Instructions for the task: Reproduce the lines below verbatim, beginning with the line that contains "Expected output, for every instance of the canoe interior, the" and continuing through the final line.

Input data:
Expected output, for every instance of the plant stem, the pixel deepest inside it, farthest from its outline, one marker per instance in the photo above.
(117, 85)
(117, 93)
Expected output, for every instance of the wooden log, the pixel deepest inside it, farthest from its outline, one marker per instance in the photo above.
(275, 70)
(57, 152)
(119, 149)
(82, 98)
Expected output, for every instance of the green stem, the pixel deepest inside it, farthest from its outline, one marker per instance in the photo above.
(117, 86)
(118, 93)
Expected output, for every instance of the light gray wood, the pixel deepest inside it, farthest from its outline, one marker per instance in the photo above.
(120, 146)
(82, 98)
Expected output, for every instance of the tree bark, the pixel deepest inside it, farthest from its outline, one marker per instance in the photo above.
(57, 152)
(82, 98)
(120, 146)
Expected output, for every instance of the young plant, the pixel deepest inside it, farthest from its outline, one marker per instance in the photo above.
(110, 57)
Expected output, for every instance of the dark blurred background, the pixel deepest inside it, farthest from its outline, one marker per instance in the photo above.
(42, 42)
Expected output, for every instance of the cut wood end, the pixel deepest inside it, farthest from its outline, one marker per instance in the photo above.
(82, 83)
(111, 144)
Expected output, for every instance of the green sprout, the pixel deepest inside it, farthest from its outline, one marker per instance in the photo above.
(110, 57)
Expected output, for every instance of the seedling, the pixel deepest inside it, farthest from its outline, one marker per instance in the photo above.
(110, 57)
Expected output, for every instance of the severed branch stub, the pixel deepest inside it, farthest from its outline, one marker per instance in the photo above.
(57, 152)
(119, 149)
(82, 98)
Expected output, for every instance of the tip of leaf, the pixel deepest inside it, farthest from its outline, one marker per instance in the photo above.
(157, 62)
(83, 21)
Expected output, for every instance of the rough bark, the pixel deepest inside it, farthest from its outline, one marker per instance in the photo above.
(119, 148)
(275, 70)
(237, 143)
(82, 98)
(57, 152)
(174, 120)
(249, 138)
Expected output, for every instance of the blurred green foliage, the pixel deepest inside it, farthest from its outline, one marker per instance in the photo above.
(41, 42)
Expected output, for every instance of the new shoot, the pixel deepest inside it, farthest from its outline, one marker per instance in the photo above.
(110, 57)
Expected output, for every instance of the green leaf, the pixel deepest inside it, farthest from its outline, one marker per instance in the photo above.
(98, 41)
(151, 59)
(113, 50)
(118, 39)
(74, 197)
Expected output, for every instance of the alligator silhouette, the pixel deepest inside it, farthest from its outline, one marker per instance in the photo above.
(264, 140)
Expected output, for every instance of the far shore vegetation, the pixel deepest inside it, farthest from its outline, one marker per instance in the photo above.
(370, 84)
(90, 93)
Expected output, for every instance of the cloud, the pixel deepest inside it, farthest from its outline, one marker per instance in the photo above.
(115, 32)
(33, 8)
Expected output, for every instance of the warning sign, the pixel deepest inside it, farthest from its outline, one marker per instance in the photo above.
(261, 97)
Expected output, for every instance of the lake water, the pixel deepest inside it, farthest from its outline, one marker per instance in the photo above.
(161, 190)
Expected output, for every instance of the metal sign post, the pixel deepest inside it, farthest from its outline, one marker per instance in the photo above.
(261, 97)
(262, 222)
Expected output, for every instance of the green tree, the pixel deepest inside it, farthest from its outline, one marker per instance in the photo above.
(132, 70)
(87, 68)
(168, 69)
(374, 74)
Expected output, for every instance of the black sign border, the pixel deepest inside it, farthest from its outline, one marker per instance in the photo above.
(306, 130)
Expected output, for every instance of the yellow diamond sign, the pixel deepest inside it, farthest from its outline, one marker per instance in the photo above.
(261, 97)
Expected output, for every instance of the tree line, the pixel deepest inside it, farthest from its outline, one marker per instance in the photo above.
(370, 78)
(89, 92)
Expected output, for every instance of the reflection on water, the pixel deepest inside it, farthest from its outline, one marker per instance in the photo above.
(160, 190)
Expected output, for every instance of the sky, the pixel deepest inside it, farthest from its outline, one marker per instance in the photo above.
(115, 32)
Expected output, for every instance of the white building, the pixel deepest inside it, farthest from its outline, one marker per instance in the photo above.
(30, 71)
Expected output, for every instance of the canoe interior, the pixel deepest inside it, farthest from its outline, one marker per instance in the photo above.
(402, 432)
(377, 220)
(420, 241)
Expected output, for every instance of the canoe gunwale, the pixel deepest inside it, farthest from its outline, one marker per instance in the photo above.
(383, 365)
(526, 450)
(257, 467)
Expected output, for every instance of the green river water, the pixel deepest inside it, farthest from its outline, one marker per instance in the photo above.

Solution to the problem:
Expected output, for every instance of the canoe interior, the pixel deepest inside it, farthest from its outline, one marker per instance in the photo above.
(402, 432)
(377, 220)
(420, 241)
Expected output, for every instance of the canoe gunwale, the pixel deepest inside it, farthest from its outline, one marker per instance in the photo above.
(383, 365)
(526, 450)
(257, 467)
Expected output, for every instance of the green river water, the pixel deepest inside it, farthest from its outline, one marker per instance in the photo above.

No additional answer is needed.